What this task involves.
For every line in the entries that contains "below", show the whole line.

Study material.
+---+

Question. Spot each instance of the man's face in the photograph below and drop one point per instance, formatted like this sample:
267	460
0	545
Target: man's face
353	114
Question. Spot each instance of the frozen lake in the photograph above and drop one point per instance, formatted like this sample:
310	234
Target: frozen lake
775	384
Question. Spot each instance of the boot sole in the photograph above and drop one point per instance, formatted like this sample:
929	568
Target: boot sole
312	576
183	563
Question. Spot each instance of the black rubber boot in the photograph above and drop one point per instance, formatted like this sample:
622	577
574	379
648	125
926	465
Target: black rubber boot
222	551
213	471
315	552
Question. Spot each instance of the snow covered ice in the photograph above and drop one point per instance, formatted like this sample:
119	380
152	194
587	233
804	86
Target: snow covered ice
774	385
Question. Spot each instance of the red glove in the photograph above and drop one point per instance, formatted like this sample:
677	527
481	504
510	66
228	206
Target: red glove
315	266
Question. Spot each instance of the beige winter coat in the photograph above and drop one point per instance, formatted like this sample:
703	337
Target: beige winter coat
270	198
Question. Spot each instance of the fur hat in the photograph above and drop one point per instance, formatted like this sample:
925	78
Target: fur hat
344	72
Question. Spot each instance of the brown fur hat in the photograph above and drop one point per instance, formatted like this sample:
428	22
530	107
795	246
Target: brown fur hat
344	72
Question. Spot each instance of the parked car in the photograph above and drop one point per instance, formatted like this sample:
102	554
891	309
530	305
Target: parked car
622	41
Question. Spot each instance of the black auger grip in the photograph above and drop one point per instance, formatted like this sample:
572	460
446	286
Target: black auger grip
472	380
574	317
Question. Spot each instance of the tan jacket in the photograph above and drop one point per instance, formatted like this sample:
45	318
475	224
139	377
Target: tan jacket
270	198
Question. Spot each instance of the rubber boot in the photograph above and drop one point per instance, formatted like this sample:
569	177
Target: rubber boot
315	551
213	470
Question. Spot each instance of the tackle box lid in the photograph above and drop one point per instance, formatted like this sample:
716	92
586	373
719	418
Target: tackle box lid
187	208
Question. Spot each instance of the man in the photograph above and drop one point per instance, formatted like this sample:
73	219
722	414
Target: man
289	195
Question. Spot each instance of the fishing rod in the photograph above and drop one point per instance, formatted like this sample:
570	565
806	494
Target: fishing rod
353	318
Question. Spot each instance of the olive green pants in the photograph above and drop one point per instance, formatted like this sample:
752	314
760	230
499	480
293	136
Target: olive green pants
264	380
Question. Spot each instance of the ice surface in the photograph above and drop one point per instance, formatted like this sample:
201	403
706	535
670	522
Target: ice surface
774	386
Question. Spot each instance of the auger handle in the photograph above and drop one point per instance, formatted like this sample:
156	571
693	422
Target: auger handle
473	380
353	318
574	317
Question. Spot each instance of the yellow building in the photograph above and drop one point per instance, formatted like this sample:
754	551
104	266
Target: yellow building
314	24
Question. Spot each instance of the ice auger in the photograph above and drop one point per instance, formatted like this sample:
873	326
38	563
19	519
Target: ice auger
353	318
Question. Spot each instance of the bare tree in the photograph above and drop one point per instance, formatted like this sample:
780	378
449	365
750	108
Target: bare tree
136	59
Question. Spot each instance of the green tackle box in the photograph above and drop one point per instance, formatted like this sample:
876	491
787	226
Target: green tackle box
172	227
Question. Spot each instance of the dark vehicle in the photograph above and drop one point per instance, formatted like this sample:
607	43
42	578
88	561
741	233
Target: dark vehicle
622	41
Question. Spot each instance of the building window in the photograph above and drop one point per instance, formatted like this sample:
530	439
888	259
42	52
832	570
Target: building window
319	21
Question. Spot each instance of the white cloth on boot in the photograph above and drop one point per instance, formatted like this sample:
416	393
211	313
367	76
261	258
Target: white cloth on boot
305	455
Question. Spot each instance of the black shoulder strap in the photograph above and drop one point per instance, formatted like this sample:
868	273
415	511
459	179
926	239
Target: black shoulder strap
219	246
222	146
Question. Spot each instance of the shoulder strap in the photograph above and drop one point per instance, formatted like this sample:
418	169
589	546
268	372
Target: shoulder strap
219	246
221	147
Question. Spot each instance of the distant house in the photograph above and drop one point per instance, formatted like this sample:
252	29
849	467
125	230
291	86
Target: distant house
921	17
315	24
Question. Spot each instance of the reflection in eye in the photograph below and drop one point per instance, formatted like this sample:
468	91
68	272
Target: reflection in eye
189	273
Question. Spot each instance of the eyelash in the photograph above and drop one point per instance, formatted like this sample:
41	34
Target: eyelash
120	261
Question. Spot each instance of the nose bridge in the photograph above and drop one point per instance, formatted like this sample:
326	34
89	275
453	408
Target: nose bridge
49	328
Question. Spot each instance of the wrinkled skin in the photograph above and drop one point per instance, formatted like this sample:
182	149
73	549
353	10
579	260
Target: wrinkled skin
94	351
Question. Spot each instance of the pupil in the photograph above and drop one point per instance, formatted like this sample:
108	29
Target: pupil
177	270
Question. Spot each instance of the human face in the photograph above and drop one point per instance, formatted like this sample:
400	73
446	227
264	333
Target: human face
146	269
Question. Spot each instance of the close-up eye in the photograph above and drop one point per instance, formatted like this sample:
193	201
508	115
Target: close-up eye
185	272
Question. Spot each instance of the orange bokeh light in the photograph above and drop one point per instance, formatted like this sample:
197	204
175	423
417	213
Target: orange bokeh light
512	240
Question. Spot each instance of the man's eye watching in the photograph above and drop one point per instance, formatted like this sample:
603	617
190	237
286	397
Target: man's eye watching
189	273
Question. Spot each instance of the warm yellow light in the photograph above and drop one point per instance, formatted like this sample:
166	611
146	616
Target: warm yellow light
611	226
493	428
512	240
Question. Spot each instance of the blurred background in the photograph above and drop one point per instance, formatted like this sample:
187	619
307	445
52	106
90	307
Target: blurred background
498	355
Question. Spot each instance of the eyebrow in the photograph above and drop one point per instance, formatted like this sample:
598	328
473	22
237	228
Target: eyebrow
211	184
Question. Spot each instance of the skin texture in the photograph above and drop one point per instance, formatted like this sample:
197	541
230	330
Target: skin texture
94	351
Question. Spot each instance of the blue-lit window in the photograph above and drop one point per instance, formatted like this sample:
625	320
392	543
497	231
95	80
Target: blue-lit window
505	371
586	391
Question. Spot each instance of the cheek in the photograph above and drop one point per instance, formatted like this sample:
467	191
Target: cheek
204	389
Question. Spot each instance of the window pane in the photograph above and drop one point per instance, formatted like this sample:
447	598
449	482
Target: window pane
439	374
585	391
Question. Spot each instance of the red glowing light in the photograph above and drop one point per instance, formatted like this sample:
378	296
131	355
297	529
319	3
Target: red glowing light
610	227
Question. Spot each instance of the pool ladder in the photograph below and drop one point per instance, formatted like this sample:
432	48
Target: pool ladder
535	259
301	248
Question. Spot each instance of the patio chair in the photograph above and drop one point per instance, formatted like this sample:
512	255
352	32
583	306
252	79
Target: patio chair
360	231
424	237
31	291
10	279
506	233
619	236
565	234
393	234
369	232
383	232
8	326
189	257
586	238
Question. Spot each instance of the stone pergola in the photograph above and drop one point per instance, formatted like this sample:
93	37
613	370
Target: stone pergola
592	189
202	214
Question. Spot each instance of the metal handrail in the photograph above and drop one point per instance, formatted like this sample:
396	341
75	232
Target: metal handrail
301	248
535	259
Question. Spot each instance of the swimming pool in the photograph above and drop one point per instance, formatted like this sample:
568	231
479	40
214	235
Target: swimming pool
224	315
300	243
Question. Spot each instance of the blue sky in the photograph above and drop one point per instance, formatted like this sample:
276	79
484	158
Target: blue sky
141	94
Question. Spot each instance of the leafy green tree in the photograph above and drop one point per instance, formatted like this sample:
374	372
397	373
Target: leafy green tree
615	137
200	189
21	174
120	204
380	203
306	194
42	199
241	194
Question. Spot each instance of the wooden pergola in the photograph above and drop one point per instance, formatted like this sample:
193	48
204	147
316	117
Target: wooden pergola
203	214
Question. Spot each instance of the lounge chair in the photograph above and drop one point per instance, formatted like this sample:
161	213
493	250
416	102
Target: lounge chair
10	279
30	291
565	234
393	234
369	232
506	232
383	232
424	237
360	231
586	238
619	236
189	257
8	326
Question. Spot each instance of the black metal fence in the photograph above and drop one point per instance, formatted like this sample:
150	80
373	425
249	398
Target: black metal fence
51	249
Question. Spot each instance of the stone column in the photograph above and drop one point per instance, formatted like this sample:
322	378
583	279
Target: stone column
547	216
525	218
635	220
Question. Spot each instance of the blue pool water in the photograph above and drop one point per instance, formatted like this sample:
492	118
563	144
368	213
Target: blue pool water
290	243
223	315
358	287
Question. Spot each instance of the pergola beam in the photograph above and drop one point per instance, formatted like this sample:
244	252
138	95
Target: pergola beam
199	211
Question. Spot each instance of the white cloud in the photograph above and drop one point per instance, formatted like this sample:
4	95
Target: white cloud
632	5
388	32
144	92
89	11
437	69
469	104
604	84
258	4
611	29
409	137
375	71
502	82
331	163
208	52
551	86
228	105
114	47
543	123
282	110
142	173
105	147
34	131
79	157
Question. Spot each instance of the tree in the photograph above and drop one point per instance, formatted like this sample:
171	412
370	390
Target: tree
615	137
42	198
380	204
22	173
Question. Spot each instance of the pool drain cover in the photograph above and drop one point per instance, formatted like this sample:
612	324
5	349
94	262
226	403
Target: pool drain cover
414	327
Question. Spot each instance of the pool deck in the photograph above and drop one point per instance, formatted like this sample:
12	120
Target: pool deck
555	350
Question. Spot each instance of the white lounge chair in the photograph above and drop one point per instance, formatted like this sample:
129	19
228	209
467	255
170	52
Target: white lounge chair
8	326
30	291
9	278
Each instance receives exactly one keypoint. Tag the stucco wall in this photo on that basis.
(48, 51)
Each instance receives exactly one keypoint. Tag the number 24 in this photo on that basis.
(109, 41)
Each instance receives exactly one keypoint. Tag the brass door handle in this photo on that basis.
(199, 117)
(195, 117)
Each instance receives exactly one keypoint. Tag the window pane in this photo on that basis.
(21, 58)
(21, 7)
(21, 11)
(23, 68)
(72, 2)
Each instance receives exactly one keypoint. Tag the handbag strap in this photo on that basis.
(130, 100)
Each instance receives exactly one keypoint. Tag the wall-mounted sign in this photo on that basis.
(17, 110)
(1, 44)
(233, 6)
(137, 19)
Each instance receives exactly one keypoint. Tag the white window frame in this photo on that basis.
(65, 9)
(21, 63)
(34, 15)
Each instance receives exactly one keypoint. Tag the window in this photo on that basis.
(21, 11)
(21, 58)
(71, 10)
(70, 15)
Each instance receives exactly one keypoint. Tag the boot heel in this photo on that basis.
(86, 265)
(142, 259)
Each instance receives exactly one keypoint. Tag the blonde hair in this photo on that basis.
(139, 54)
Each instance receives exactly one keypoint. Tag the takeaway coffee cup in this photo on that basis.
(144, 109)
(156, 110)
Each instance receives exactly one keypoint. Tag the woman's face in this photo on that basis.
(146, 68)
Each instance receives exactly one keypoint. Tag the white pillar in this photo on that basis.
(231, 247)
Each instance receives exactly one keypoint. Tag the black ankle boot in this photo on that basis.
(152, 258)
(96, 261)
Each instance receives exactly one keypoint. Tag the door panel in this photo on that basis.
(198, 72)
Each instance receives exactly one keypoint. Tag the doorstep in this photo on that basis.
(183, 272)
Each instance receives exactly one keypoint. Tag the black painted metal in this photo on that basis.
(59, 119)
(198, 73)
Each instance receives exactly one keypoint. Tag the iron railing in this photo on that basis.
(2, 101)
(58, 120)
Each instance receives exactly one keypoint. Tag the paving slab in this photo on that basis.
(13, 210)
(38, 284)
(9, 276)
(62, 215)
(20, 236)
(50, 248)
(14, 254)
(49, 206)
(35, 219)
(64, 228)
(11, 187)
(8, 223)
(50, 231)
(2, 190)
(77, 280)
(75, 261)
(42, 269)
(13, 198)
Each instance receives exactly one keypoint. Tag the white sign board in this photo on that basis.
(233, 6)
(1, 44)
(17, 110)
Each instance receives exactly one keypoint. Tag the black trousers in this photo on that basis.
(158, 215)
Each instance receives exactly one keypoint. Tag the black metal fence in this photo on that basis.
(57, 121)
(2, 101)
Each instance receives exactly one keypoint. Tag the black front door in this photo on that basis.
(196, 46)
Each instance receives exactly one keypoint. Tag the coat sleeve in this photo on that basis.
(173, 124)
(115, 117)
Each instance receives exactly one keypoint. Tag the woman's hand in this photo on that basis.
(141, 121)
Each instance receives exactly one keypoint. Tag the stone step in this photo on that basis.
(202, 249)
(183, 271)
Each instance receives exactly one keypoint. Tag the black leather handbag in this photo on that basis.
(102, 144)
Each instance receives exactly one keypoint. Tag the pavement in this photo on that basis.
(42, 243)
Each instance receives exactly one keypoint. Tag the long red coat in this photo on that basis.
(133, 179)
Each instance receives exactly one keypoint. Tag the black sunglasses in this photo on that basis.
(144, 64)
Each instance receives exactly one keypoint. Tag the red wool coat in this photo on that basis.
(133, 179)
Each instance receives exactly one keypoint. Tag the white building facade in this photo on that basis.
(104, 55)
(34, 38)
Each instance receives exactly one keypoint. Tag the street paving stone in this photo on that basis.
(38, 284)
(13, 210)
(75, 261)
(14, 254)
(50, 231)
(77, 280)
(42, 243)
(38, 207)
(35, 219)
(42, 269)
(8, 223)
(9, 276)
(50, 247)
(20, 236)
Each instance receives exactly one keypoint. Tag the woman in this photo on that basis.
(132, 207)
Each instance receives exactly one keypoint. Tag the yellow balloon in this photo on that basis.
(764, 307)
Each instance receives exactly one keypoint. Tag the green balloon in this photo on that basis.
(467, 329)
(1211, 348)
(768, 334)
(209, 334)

+---+

Result for this task.
Question. Spot each instance of the man's face in the photograph below and drop one point per instance, formatted like this sample:
Question. Spot each instance of the reflection in eye in the photograph below and drop one point per instance, formatted like this sample:
Question. Spot each instance of the pool ladder in the photograph below and drop one point per instance, formatted like this sample:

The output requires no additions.